Why does their thesis bother me so much? Because it presupposes that a group of elites knows better than the general public what is in the general public’s best interest. For example, some people argue that we should outlaw courtesy pay because a rational person wouldn’t consistently pay a $20 fee to cover the cost of a $5 latte. Really? Some people are willing to pay for the convenience of not balancing their checkbooks. Besides a rational person would gladly pay a $20 fee to keep a mortgage check from bouncing. Are these people being phished or simply making a choice with which some people disagree?

By the way, how are we supposed to determine what people actually need as opposed to what they want? When the IPad came out I wanted one but I certainly didn’t need one. Now a tablet is an essential tool I use on a daily basis. The line between needs and wants isn’t always all that clear  After all, when it comes right down to it, all we need is a loin cloth, a cave, a fire, water and some meat. Phishing has played an essential part of human progress since the Stone Age and the result isn’t always bad.

The book demonstrates how behavioral economics, taken to the extreme, becomes a convenient excuse for avoiding difficult questions.  How much more comforting it is to think that complicated issues, ranging from surging inequality and the mortgage meltdown to our dysfunctional politics, can be explained away as nothing more than the inevitable byproducts of phishing. The American public is just too gullible to be held accountable for its economic and political choices.  But for Phishing it would choose the “right” candidates- presumably the politicians for whom the authors voted.

=== INSTRUCTION 1 ===
Select every line in the rows that contains the string "grey", matching case exactly.
The rows below bear no relation to the commentary.

[Rows from a dataset]
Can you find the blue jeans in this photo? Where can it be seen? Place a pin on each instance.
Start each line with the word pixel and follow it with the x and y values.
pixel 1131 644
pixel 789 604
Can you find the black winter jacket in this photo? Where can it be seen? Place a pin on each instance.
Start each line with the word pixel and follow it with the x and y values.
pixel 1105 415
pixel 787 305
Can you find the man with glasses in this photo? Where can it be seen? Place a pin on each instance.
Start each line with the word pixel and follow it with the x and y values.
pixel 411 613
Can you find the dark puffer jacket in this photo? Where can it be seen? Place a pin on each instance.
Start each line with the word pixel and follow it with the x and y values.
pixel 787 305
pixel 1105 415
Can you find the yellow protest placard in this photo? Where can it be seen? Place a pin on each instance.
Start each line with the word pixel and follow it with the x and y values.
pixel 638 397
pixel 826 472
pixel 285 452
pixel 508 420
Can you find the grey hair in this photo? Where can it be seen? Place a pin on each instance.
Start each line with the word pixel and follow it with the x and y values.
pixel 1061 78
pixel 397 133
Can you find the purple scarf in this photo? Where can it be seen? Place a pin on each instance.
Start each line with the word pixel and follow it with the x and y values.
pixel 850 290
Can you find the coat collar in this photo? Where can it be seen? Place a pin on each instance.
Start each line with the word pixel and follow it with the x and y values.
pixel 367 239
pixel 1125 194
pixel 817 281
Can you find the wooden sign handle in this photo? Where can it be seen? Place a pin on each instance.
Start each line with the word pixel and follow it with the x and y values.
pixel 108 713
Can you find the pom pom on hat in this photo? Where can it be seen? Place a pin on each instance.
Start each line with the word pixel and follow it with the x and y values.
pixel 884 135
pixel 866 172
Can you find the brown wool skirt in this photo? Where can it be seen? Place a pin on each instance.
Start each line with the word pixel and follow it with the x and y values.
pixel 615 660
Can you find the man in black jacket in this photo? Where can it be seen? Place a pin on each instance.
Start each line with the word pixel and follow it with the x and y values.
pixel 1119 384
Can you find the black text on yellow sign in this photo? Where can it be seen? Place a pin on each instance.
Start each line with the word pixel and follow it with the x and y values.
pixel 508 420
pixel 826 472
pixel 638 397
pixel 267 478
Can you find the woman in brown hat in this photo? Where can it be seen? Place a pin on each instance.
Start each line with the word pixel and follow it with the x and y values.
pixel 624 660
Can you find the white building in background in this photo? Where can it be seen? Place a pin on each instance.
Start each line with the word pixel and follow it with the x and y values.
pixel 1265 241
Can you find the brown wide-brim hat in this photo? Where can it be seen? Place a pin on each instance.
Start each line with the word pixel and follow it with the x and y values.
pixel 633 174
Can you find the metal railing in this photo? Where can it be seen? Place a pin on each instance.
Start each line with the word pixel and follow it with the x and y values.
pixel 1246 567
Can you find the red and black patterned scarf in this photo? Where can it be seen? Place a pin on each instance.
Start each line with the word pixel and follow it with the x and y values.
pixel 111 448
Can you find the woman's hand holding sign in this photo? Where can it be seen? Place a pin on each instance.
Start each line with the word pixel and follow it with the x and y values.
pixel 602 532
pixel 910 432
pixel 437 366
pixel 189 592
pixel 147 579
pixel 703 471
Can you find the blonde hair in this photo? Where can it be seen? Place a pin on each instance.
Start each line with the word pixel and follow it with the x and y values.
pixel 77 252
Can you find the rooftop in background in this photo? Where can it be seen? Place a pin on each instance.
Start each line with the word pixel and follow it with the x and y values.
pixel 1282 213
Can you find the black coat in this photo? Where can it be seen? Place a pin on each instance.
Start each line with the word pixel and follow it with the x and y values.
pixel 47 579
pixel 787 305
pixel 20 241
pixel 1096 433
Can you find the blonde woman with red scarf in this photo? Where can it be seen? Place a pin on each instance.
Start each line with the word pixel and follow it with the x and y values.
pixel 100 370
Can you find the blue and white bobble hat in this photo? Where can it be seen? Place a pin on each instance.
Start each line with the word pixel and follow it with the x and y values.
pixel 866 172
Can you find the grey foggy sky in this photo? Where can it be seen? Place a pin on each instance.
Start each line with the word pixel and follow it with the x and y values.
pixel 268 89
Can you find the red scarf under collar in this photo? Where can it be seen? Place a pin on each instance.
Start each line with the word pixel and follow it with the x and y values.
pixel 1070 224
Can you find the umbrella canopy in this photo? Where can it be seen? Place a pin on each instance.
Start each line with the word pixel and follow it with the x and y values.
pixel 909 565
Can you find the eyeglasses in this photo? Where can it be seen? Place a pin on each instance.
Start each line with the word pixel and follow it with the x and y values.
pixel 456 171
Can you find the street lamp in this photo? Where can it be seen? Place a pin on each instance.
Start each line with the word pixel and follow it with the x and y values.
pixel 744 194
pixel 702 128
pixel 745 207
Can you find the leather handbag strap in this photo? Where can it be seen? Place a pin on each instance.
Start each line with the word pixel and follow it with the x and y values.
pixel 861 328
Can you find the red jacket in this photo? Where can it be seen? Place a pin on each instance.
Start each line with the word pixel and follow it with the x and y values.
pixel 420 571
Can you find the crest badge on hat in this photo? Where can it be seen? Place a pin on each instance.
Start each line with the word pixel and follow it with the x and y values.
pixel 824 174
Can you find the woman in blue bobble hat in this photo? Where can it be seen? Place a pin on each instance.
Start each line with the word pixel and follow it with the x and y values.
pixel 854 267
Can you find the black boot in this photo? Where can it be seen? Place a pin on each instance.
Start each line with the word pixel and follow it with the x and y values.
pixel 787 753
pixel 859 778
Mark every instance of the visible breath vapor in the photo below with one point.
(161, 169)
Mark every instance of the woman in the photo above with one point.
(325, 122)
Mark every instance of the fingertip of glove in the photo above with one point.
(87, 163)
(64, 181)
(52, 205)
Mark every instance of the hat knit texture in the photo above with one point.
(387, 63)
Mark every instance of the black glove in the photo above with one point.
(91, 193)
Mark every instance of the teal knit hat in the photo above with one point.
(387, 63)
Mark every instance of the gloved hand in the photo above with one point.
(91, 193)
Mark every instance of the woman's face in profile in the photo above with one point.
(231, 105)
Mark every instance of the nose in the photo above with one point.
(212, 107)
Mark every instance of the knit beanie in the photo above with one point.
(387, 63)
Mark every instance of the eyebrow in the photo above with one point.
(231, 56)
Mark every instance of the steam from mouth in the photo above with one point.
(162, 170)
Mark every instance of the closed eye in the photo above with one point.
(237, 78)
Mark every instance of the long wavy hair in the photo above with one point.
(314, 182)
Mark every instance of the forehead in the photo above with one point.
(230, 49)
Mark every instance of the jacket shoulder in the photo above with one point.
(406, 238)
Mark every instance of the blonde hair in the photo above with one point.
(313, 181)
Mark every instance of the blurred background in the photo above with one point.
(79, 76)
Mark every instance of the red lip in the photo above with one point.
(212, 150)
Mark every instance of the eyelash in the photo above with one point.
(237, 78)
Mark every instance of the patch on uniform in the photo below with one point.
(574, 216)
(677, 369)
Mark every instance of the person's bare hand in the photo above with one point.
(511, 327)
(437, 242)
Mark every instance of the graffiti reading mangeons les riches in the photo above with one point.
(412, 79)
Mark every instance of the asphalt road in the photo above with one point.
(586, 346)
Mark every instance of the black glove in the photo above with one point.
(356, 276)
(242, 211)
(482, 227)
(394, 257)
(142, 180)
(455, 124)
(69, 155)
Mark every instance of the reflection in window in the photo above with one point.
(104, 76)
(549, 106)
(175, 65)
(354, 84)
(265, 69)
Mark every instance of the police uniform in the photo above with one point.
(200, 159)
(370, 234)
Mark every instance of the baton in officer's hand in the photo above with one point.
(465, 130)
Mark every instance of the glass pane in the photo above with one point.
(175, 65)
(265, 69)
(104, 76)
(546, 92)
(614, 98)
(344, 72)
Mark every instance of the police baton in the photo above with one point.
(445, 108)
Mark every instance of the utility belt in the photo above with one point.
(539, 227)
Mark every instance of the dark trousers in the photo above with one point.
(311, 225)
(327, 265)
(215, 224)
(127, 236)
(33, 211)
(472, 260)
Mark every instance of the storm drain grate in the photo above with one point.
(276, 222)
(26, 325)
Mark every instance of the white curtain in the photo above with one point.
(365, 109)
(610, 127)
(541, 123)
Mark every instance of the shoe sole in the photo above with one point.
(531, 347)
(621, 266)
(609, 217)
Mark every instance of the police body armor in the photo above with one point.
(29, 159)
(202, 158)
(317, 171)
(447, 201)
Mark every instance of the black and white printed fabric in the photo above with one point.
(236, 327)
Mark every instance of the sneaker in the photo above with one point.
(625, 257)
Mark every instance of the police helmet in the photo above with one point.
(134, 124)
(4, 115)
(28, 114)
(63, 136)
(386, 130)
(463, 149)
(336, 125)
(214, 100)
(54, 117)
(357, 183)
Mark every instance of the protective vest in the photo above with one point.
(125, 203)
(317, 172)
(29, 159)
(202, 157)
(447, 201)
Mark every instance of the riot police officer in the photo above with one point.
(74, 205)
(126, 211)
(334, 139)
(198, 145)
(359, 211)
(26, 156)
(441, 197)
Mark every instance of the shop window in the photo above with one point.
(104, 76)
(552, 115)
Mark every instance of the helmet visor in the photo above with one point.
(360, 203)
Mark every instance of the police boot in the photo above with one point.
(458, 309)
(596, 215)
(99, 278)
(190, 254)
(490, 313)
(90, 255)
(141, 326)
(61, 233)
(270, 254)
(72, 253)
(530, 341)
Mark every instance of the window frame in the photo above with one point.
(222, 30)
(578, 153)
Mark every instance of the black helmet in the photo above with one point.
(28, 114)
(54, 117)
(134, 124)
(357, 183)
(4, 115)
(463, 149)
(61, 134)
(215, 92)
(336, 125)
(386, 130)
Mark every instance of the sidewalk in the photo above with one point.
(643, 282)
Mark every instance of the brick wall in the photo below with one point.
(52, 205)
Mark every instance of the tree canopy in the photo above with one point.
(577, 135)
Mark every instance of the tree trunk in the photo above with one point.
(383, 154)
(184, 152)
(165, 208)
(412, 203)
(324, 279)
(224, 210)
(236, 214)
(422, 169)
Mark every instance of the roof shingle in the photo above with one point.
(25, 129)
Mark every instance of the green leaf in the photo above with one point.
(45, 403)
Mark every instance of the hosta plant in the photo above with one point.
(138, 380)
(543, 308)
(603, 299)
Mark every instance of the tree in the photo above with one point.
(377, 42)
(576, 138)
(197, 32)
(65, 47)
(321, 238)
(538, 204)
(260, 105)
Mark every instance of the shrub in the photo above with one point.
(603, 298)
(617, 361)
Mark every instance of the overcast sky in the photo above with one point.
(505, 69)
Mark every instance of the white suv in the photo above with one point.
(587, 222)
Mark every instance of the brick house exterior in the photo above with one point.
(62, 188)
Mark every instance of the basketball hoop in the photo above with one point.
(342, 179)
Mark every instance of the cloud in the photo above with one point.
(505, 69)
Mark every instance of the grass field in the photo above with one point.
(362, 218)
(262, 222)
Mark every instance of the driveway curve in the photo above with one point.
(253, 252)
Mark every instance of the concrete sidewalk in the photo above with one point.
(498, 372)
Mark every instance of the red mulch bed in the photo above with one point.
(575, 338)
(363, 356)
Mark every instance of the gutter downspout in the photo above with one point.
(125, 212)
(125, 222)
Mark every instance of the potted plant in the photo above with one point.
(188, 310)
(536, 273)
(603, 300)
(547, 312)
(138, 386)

=== INSTRUCTION 2 ===
What item does the commentary describe as an essential tool its writer now uses on a daily basis?

=== OUTPUT 1 ===
Can you find the grey hair in this photo? Where can it be seen? Place a pin on each instance.
Can you find the grey foggy sky in this photo? Where can it be seen? Place a pin on each instance.

=== OUTPUT 2 ===
A tablet.